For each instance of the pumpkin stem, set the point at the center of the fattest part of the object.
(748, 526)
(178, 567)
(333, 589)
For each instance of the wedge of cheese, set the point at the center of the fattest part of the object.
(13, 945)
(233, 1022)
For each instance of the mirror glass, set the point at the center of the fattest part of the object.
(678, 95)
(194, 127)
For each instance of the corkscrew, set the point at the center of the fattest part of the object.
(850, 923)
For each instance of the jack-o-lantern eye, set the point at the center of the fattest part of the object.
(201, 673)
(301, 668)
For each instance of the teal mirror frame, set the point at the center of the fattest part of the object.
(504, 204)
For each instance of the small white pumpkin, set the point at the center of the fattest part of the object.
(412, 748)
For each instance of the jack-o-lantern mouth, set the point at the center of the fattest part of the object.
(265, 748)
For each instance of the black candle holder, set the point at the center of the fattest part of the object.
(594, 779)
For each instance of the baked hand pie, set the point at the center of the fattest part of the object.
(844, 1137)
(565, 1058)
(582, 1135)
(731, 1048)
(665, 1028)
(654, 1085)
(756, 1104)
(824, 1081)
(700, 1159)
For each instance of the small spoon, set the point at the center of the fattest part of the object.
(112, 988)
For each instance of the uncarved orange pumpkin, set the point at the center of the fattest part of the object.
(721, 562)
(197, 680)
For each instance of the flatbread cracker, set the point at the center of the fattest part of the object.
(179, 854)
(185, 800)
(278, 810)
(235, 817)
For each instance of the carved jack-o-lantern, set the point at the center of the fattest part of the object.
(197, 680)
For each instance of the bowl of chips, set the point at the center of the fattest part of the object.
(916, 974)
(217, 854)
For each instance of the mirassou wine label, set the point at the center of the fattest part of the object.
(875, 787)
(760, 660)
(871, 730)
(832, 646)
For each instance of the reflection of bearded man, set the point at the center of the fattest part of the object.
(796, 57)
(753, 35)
· · · · ·
■ **AIM**
Reproduce the items above word for word, starting with the line that contains "For each instance of the bowl" and going on through the last line of the items.

■ **OUTPUT OF THE TASK**
For each instance of the bowl of chips, set the point at the center of the fattest part of the object.
(916, 974)
(217, 854)
For each instance of the mirassou wine label, set the point at the center of the fattest part of the object.
(875, 787)
(760, 660)
(871, 730)
(832, 646)
For each instance of the reflection of bearded man, set the point at the center of the fattest part of the object.
(796, 57)
(753, 35)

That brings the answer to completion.